---- Recorded data

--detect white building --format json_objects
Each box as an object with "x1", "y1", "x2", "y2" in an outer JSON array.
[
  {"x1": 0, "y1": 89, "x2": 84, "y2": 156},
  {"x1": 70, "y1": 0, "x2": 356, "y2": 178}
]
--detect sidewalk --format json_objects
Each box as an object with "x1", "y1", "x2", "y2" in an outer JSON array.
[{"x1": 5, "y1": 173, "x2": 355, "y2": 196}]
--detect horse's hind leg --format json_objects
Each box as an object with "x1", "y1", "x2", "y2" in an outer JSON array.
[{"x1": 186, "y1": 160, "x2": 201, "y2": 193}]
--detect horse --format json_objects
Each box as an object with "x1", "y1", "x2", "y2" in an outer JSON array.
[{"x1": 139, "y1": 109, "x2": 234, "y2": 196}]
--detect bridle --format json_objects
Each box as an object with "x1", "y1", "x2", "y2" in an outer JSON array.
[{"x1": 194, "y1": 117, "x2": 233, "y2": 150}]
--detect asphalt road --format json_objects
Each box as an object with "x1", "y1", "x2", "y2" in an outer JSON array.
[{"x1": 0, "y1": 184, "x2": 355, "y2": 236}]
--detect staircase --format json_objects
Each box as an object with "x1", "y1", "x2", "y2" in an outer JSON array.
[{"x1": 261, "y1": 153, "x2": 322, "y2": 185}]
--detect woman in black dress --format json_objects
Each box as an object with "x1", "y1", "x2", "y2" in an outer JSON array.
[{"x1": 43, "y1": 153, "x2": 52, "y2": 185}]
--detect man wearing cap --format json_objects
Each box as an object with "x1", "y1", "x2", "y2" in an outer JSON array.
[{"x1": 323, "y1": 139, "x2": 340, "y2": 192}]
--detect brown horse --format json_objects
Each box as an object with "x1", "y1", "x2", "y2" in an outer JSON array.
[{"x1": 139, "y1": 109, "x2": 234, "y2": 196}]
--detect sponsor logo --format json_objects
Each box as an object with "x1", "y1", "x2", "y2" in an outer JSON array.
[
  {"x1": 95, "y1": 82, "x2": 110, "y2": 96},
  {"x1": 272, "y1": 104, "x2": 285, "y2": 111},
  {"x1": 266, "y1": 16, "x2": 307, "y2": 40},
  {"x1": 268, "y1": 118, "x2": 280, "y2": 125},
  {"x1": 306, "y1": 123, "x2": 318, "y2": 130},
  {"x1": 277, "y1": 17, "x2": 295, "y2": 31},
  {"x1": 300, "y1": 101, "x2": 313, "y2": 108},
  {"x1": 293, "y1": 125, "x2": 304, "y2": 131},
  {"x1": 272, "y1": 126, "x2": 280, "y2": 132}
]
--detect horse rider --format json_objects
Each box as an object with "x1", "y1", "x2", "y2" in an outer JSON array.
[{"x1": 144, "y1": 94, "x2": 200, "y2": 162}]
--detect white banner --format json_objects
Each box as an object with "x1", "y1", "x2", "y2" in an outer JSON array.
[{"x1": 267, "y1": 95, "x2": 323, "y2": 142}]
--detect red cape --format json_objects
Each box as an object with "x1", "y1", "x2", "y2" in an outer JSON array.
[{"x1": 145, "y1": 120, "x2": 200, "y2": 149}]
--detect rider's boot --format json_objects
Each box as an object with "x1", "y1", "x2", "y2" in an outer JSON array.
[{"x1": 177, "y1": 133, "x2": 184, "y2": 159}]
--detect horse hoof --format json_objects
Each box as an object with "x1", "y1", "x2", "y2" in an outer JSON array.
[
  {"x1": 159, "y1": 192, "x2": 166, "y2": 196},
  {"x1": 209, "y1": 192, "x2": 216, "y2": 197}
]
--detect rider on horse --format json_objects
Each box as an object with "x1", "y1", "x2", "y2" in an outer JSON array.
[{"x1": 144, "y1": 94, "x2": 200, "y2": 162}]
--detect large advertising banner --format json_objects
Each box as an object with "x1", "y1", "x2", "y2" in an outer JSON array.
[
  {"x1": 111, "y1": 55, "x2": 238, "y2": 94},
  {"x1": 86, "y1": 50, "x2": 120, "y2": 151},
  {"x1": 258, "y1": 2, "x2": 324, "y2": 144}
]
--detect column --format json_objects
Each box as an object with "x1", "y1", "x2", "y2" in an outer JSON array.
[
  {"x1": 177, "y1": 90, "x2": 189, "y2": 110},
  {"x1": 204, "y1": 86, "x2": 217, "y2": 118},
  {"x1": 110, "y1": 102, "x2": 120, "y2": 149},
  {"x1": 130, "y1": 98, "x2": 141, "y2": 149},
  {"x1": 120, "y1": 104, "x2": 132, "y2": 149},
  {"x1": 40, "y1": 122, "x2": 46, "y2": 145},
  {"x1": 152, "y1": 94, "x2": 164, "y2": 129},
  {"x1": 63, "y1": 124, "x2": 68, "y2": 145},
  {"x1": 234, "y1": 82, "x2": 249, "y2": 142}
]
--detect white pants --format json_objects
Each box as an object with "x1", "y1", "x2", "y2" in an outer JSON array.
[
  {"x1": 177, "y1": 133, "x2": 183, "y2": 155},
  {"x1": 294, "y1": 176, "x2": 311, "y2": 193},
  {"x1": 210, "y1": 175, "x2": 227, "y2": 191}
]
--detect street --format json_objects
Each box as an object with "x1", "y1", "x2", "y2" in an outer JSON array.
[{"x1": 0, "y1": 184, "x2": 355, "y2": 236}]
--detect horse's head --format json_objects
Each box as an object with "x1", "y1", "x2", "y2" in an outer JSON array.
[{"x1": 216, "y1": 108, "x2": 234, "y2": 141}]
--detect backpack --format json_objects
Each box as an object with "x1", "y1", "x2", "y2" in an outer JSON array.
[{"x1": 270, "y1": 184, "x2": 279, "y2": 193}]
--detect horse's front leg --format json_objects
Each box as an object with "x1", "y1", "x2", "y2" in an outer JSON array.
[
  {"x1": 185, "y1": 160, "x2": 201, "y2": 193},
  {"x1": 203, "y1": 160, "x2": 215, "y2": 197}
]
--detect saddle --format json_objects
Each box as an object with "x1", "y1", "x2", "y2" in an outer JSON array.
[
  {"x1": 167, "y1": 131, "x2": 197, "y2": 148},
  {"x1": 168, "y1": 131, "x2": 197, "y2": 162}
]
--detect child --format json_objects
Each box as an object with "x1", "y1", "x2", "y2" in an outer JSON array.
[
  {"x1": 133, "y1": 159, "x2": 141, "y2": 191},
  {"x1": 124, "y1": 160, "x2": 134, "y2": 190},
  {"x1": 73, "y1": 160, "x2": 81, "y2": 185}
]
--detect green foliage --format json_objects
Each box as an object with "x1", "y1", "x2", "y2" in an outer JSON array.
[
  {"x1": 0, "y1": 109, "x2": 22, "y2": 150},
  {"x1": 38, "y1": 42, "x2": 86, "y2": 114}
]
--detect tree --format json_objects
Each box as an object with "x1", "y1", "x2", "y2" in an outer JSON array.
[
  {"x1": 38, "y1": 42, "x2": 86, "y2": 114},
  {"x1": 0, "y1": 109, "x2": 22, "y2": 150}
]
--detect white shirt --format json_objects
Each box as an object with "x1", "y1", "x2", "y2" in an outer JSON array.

--------

### Work to complete
Word for word, copy out all of the data shown above.

### Output below
--detect white building --format json_objects
Each box as an object with "x1", "y1", "x2", "y2" in an outer JSON array.
[
  {"x1": 0, "y1": 89, "x2": 84, "y2": 156},
  {"x1": 70, "y1": 0, "x2": 356, "y2": 178}
]
--detect sidewalk --format json_objects
Each box as an object with "x1", "y1", "x2", "y2" in an outer JSON array.
[{"x1": 5, "y1": 173, "x2": 355, "y2": 196}]
--detect horse's hind leg --format json_objects
Each box as an object with "x1", "y1", "x2", "y2" in an outer JSON array.
[{"x1": 186, "y1": 160, "x2": 201, "y2": 193}]
--detect horse --format json_objects
Each box as an object with "x1", "y1", "x2", "y2" in an outer JSON array.
[{"x1": 139, "y1": 109, "x2": 234, "y2": 196}]
--detect bridle --format json_objects
Each box as an object with "x1", "y1", "x2", "y2" in an outer JSON array.
[{"x1": 194, "y1": 117, "x2": 233, "y2": 150}]
--detect asphalt road --format json_objects
Each box as an object with "x1", "y1", "x2", "y2" in an outer JSON array.
[{"x1": 0, "y1": 184, "x2": 355, "y2": 236}]
--detect staircase --format json_objects
Each box as an object with "x1", "y1", "x2", "y2" in an outer JSON array.
[{"x1": 261, "y1": 153, "x2": 322, "y2": 185}]
--detect woman in black dress --format json_objects
Each box as an object with "x1", "y1", "x2", "y2" in an outer JSON array.
[{"x1": 43, "y1": 153, "x2": 52, "y2": 185}]
--detect man wearing cap --format json_objects
Each box as an object with "x1", "y1", "x2", "y2" in an outer JSON array.
[{"x1": 323, "y1": 139, "x2": 340, "y2": 192}]
--detect brown horse --format json_objects
Each box as an object with "x1", "y1", "x2", "y2" in an outer JSON array.
[{"x1": 139, "y1": 109, "x2": 234, "y2": 196}]
--detect sponsor logo --format json_objects
Each box as an object with "x1", "y1", "x2", "y2" in an outer JSON array.
[
  {"x1": 95, "y1": 82, "x2": 110, "y2": 96},
  {"x1": 272, "y1": 104, "x2": 285, "y2": 111},
  {"x1": 266, "y1": 16, "x2": 307, "y2": 40},
  {"x1": 268, "y1": 118, "x2": 280, "y2": 125},
  {"x1": 306, "y1": 123, "x2": 318, "y2": 130},
  {"x1": 277, "y1": 17, "x2": 295, "y2": 31},
  {"x1": 300, "y1": 101, "x2": 313, "y2": 108},
  {"x1": 293, "y1": 125, "x2": 304, "y2": 131},
  {"x1": 272, "y1": 126, "x2": 280, "y2": 132}
]
--detect horse rider --format json_objects
Each box as an object with "x1", "y1", "x2", "y2" in an outer JSON array.
[{"x1": 144, "y1": 94, "x2": 200, "y2": 162}]
--detect white banner --format json_objects
Each box as an object with "x1", "y1", "x2", "y2" in an outer JSON array.
[{"x1": 267, "y1": 95, "x2": 323, "y2": 142}]
--detect red cape --format json_objects
Each box as an object with "x1", "y1", "x2", "y2" in an outer JSON array.
[{"x1": 145, "y1": 120, "x2": 200, "y2": 149}]
--detect rider's boot --format json_objects
Each box as an object with "x1", "y1", "x2", "y2" in an outer JSON array.
[{"x1": 177, "y1": 133, "x2": 184, "y2": 159}]
--detect horse hoof --format json_objects
Each box as an object with "x1", "y1", "x2", "y2" in an outer JSON array.
[
  {"x1": 159, "y1": 192, "x2": 166, "y2": 196},
  {"x1": 209, "y1": 192, "x2": 216, "y2": 197}
]
--detect rider on horse --format json_objects
Each box as an object with "x1", "y1", "x2", "y2" in an outer JSON array.
[{"x1": 144, "y1": 94, "x2": 200, "y2": 162}]
--detect large advertising banner --format json_objects
Each box as an object with "x1", "y1", "x2", "y2" in an outer JSON array.
[
  {"x1": 111, "y1": 55, "x2": 238, "y2": 94},
  {"x1": 86, "y1": 50, "x2": 120, "y2": 151},
  {"x1": 258, "y1": 2, "x2": 324, "y2": 144}
]
--detect column --format json_objects
Each box as an object with "x1", "y1", "x2", "y2" in an outer JSON array.
[
  {"x1": 177, "y1": 90, "x2": 189, "y2": 110},
  {"x1": 204, "y1": 86, "x2": 217, "y2": 118},
  {"x1": 110, "y1": 102, "x2": 120, "y2": 149},
  {"x1": 130, "y1": 98, "x2": 141, "y2": 149},
  {"x1": 120, "y1": 104, "x2": 132, "y2": 149},
  {"x1": 40, "y1": 122, "x2": 46, "y2": 145},
  {"x1": 152, "y1": 94, "x2": 164, "y2": 129},
  {"x1": 63, "y1": 124, "x2": 68, "y2": 145},
  {"x1": 234, "y1": 82, "x2": 249, "y2": 142}
]
--detect white pants --format json_objects
Each box as an object with "x1", "y1", "x2", "y2" in an outer JSON array.
[
  {"x1": 177, "y1": 133, "x2": 183, "y2": 155},
  {"x1": 294, "y1": 176, "x2": 311, "y2": 193},
  {"x1": 210, "y1": 175, "x2": 227, "y2": 191}
]
--detect street --format json_objects
Each box as an object with "x1", "y1", "x2", "y2" in an outer JSON array.
[{"x1": 0, "y1": 184, "x2": 355, "y2": 236}]
--detect horse's head --format json_objects
Each box as an object with "x1", "y1", "x2", "y2" in an outer JSON array.
[{"x1": 216, "y1": 108, "x2": 234, "y2": 141}]
--detect backpack --format json_objects
Each box as an object with "x1", "y1", "x2", "y2" in an outer JSON array.
[{"x1": 270, "y1": 184, "x2": 279, "y2": 193}]
--detect horse's front leg --format json_objects
Each box as an object with "x1", "y1", "x2", "y2" in an outer JSON array.
[
  {"x1": 185, "y1": 160, "x2": 201, "y2": 193},
  {"x1": 203, "y1": 160, "x2": 215, "y2": 197}
]
--detect saddle --format json_objects
Each box as an object with "x1", "y1", "x2", "y2" in an outer JSON array.
[
  {"x1": 167, "y1": 131, "x2": 197, "y2": 148},
  {"x1": 168, "y1": 131, "x2": 197, "y2": 162}
]
--detect child --format json_objects
Each box as an object with "x1", "y1", "x2", "y2" in an outer JSON array.
[
  {"x1": 133, "y1": 159, "x2": 141, "y2": 191},
  {"x1": 124, "y1": 160, "x2": 134, "y2": 190},
  {"x1": 73, "y1": 160, "x2": 81, "y2": 185}
]
--detect green foliage --format json_objects
Each box as an object with "x1", "y1", "x2", "y2" in an outer JSON array.
[
  {"x1": 0, "y1": 109, "x2": 22, "y2": 150},
  {"x1": 38, "y1": 42, "x2": 86, "y2": 114}
]
--detect tree --format json_objects
Each box as an object with "x1", "y1", "x2", "y2" in an outer JSON array.
[
  {"x1": 38, "y1": 42, "x2": 86, "y2": 114},
  {"x1": 0, "y1": 109, "x2": 22, "y2": 150}
]
--detect white shirt --format json_objects
Each box as an object with "x1", "y1", "x2", "y2" in an outer JSON array.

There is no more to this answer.